• [What to produce] Please pull out every line in the entries below that contains the word "crowd" and copy each one in full. Case counts, so a line matches only when its capitalization agrees.

begin Records supplied

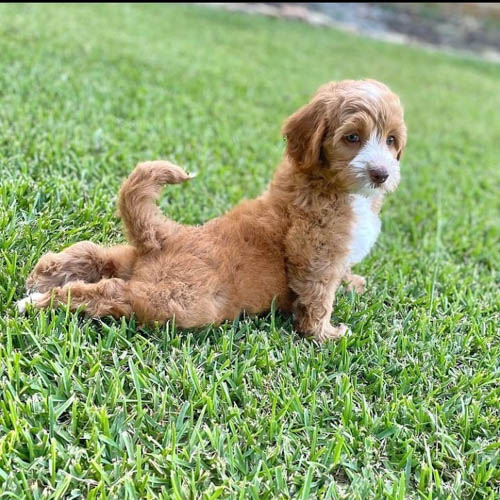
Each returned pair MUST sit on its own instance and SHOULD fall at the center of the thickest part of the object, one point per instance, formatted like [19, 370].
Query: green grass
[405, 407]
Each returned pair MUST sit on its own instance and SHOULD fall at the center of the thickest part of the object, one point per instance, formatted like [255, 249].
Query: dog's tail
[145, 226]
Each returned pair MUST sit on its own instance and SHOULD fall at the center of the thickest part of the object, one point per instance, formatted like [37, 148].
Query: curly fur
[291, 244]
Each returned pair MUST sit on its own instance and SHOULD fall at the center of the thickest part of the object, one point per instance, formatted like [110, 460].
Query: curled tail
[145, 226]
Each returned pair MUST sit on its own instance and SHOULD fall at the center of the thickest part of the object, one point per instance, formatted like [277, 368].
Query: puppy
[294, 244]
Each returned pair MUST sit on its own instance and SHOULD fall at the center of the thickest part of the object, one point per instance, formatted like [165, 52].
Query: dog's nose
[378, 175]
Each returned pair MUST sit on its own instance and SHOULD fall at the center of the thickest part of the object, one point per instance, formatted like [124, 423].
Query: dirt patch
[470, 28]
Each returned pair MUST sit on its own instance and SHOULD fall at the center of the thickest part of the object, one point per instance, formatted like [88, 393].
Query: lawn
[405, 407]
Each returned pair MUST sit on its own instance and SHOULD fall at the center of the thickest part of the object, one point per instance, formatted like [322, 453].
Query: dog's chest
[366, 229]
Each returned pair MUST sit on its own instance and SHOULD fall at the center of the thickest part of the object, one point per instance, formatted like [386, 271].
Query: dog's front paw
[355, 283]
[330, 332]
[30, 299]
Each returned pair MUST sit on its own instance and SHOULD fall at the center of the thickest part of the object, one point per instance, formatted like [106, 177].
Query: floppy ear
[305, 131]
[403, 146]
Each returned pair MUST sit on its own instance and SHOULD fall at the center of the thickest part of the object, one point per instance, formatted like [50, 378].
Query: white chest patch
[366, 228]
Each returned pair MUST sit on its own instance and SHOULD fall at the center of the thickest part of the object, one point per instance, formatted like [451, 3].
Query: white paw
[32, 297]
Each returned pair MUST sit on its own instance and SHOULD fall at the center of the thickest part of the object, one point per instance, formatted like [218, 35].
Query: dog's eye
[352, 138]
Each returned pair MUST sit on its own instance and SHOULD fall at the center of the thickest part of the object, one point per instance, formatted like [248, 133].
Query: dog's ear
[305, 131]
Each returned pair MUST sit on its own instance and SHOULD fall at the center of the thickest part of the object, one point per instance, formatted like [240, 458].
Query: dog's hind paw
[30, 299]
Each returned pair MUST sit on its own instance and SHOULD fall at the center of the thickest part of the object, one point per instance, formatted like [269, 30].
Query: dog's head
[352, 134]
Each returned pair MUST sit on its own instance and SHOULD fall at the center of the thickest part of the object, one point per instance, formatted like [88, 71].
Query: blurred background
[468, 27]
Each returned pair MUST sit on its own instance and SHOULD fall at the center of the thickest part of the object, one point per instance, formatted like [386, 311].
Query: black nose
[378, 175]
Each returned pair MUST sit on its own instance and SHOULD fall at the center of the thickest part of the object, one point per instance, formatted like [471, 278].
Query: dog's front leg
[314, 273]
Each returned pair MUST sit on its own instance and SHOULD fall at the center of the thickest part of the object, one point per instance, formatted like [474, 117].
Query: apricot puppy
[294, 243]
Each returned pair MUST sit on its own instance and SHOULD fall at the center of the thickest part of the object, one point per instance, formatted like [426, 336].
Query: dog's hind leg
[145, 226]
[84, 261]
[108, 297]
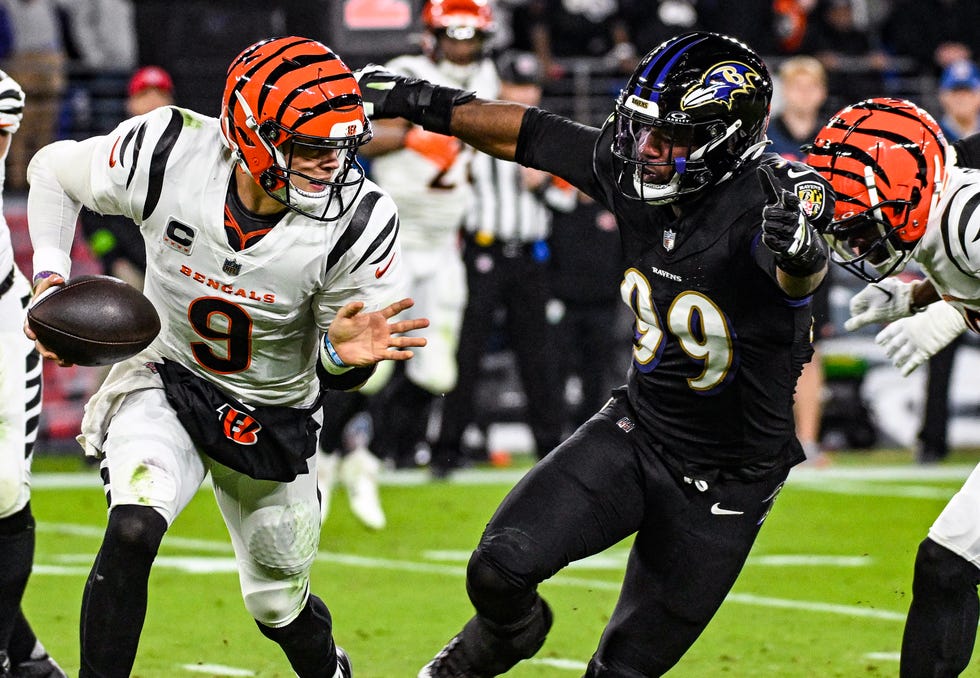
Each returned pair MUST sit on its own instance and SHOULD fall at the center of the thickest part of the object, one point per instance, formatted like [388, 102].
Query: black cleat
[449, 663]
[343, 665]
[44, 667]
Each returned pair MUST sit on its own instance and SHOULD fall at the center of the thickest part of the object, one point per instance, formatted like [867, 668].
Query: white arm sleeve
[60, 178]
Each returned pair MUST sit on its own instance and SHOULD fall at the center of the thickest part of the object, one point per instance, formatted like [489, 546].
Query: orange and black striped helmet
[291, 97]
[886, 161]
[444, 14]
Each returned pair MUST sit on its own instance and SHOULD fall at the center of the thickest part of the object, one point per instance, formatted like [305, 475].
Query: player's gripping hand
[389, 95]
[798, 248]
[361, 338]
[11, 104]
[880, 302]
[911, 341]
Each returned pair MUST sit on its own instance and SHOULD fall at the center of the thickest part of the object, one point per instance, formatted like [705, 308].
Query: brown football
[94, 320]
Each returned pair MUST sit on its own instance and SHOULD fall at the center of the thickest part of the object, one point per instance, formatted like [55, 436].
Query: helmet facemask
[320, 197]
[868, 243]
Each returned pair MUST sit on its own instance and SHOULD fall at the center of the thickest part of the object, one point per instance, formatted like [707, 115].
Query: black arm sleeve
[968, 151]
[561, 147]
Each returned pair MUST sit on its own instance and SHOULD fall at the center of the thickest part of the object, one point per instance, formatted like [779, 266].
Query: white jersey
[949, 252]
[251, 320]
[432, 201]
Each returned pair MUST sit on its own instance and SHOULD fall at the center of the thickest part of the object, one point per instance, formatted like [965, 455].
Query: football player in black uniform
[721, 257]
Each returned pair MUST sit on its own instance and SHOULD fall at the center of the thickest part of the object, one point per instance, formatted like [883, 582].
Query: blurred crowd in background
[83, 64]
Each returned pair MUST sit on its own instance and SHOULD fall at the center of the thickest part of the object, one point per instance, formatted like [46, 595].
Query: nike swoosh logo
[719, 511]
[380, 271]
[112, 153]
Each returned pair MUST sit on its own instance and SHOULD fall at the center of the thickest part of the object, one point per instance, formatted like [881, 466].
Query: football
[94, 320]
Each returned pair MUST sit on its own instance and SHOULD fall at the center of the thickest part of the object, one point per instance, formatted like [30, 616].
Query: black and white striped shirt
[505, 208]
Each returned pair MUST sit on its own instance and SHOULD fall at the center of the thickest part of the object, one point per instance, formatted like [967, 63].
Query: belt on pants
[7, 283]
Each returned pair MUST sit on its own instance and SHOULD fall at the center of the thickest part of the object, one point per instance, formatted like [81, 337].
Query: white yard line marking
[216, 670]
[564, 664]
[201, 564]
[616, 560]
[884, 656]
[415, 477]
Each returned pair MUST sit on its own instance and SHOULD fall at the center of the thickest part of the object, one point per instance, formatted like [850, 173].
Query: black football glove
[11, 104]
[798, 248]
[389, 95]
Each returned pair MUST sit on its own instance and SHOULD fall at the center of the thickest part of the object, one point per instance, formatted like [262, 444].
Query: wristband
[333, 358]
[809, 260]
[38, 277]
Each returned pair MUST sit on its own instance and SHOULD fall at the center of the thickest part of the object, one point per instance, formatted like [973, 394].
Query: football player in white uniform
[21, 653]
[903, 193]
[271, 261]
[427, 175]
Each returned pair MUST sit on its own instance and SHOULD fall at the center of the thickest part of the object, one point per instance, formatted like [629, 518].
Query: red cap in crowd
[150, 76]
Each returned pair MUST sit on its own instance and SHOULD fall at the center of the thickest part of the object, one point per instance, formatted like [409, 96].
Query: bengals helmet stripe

end Records supplied
begin Records supplied

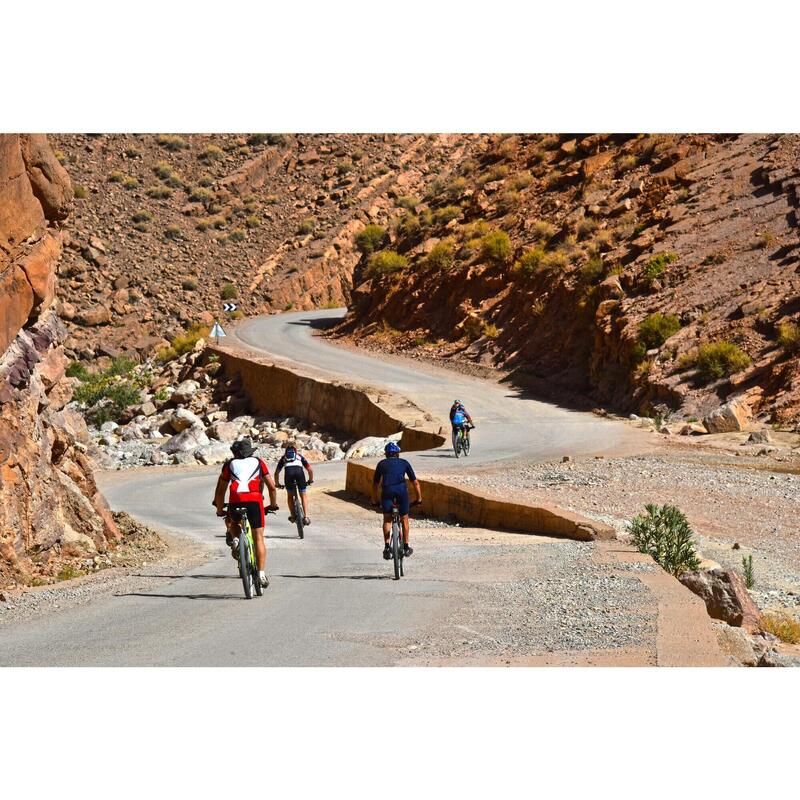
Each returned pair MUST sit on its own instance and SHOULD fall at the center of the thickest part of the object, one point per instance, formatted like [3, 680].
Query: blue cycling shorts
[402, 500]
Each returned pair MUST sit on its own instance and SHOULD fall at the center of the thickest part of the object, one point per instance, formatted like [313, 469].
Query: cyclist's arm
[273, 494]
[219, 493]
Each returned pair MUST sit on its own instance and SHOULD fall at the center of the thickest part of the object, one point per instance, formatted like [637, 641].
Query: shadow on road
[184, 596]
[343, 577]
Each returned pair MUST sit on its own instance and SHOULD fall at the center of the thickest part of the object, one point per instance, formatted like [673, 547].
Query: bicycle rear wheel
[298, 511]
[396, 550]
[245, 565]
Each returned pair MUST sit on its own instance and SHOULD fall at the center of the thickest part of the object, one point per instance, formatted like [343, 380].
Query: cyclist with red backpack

end Records supplied

• [Exercise answer]
Query: blurred crowd in background
Query: red cap in crowd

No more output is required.